Teks Bacaan
···

Langsung ke konten utama

Pendidikan Sebagai Alat Enkulturasi: Solusi Konflik Horizontal



Pendidikan Sebagai Alat Enkulturasi: Solusi Konflik Horizontal

Larasati Nur Kholisa

17413241044

Jurusan Pendidikan Sosiologi, Fakultas Ilmu Sosial, Universitas Negeri Yogyakarta


     Masyarakat merupakan sekelompok individu yang saling berinteraksi dan memiliki tatanan kehidupan, norma, adat istiadat yang telah menjadi kesepakatan dan ditaati bersama. Namun, pada dasarnya baik setiap individu maupun kelompok masyarakat tentu memiliki karakteristik yang beranekaragam. Keanekaragaman tersebut dapat dilihat dari perbedaan budaya, ras, agama, dan etnik yang ada. Maka, tidak jarang jika pada suatu kelompok masyarakat memiliki pola kehidupan yang berseberangan. Hal ini terjadi karena orientasi dan pedoman hidup dari setiap individu dalam masyarakat berbeda-beda. Dalam proses interaksi dan hubungan satu dengan yang lain, masyarakat sebagai sebuah sistem tidak dapat terlepas dari pertukaran dan penyebaran budaya.
     Manusia sebagai pencipta kebudayaan, pada hakikatnya melalui proses saling mempelajari budaya yang berbeda hingga pada akhirnya menghasilkan bentuk budaya baru. Dalam ilmu antropologi, kita mengenal istilah enkulturasi. Berdasarkan Kamus Besar Bahasa Indonesia (KBBI), enkulturasi berarti pembudayaan. Enkulturasi adalah proses belajar dan menyesuaikan alam pikiran serta sikap terhadap adaptasi, sistem norma, dan semua peraturan yang terdapat dalam kebudayaan seseorang (Koentjaraningrat, 1996: 145-147). Proses belajar ini telah berlangsung sejak seorang anak dilahirkan yaitu di dalam lingkungan keluarga, kemudian meluas dalam lingkungan masyarakat. Pada mulanya seorang anak mulai belajar dengan cara meniru orang-orang yang berada disekitarnya, seperti ayah dan ibu juga sanak saudaranya di lingkungan masyarakat. Lama kelamaan tindakan meniru ini berubah menjadi pola kehidupan yang telah menjadi kebiasaan dan melekat pada dirinya.

···

Bagian Data
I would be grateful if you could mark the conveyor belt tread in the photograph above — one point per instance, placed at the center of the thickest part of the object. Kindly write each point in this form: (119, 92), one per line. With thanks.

···

Tugas yang Dikerjakan
[A] Tulis ulang persis bagian teks tentang pendidikan dan enkulturasi yang dimulai dengan kata-kata "Larasati Nur Kholisa" dan berakhir dengan "dan penyebaran budaya.".
[B] Tolong lanjutkan teks tentang pendidikan dan enkulturasi setelah kalimat terakhirnya.

Jawaban Tugas
[A]
Larasati Nur Kholisa

17413241044

Jurusan Pendidikan Sosiologi, Fakultas Ilmu Sosial, Universitas Negeri Yogyakarta


     Masyarakat merupakan sekelompok individu yang saling berinteraksi dan memiliki tatanan kehidupan, norma, adat istiadat yang telah menjadi kesepakatan dan ditaati bersama. Namun, pada dasarnya baik setiap individu maupun kelompok masyarakat tentu memiliki karakteristik yang beranekaragam. Keanekaragaman tersebut dapat dilihat dari perbedaan budaya, ras, agama, dan etnik yang ada. Maka, tidak jarang jika pada suatu kelompok masyarakat memiliki pola kehidupan yang berseberangan. Hal ini terjadi karena orientasi dan pedoman hidup dari setiap individu dalam masyarakat berbeda-beda. Dalam proses interaksi dan hubungan satu dengan yang lain, masyarakat sebagai sebuah sistem tidak dapat terlepas dari pertukaran dan penyebaran budaya.

[B]
     Proses enkulturasi berlangsung secara dinamis. Media yang paling efektif dalam pengembangan enkulturasi adalah pendidikan yang bersistem dalam dunia persekolahan. Pendidikan (Cepi, 2016: 2) adalah upaya penanaman nilai-nilai, norma, dan tradisi kelompok manusia dan juga mengajarkan pengetahuan dan keterampilan tentang nilai, norma, tradisi, agar terwujud individu yang memiliki kompetensi. Pendidikan tidak mungkin terlepas dari pengaruh lingkungan, sementara lingkungan terdiri dari gejala-gejala yang saling memengaruhi. Dalam psikologi field theory (teori medan) dikatakan bahwa tingkah laku dan atau proses-proses kognitif adalah suatu fungsi banyak variabel yang adanya secara simulasi (serempak) dan suatu perubahan sesuatu dari dalam mereka akan berakibat mengubah hasil keseluruhan. Pendapat ini memfokuskan pada lingkungan yang memiliki daya kemampuan memengaruhi individu manusia yang pada gilirannya akan memengaruhi dalam tingkah laku dan atau proses-proses kognitif dalam pendidikan (Teguh, 2014:66).
     Dalam hal ini pendidikan merupakan media transformasi nilai-nilai budaya, adat istiadat, dan norma-norma yang ada dalam kehidupan masyarakat. Terlebih lagi, di era digital saat ini di mana perkembangan teknologi dan ilmu pengetahuan sangat berkembang pesat. Pendidikan tidak semata-mata dibutuhkan untuk mencerdaskan manusia dan memanusiakan manusia, melainkan juga menanamkan nilai budaya dan adat tradisi yang terdapat dalam masyarakat. Di dalam sistem persekolahan, pendidikan dapat menumbuhkan kesadaran pada peserta didik bahwa mereka adalah bagian kesatuan dari bangsa dengan budaya yang beragam.
     Penyampaian pendidikan tidak dibiarkan terjadi secara tanpa perencanaan dan kebetulan saja. Seorang anak didik tentu menyerap nilai-nilai tradisi dan budaya melalui proses enkulturasi dan sosialisasi berdasarkan pengalaman yang terjadi pada hidup mereka. Namun, penyerapan dan implementasi informasi yang terjadi tidak menjamin bahwa anak-anak menerima unsur-unsur budaya yang tepat sesuai dengan yang diyakini masyarakat.
     Pendidikan sebagai alat enkulturasi, merupakan solusi yang dapat mengatasi permasalahan konflik horizontal yang sedang marak terjadi di negara kita. Penanaman nilai-nilai budaya dan tradisi serta kesadaran pada anak didik akan perbedaan yang ada pada bangsa kita akan menumbuhkan rasa saling menghargai dan menghormati yang tinggi. Pendidik, keluarga, dan masyarakat sedini mungkin memberikan pemahaman kepada anak-anak bahwa perbedaan yang ada bukanlah permasalahan, melainkan kekayaan bangsa yang harus dilestarikan dan diterima. Sehingga pertentangan antar ras, antar agama dan golongan akan minim terjadi.

Daftar Pustaka:
Koentjaraningrat. 1996. Pengantar Antropologi I. Jakarta: Penerbit Rineka Cipta.
Jabar, Cepi Safrudin A. dkk. 2013. Manajemen Pendidikan. Yogyakarya: UNY Press.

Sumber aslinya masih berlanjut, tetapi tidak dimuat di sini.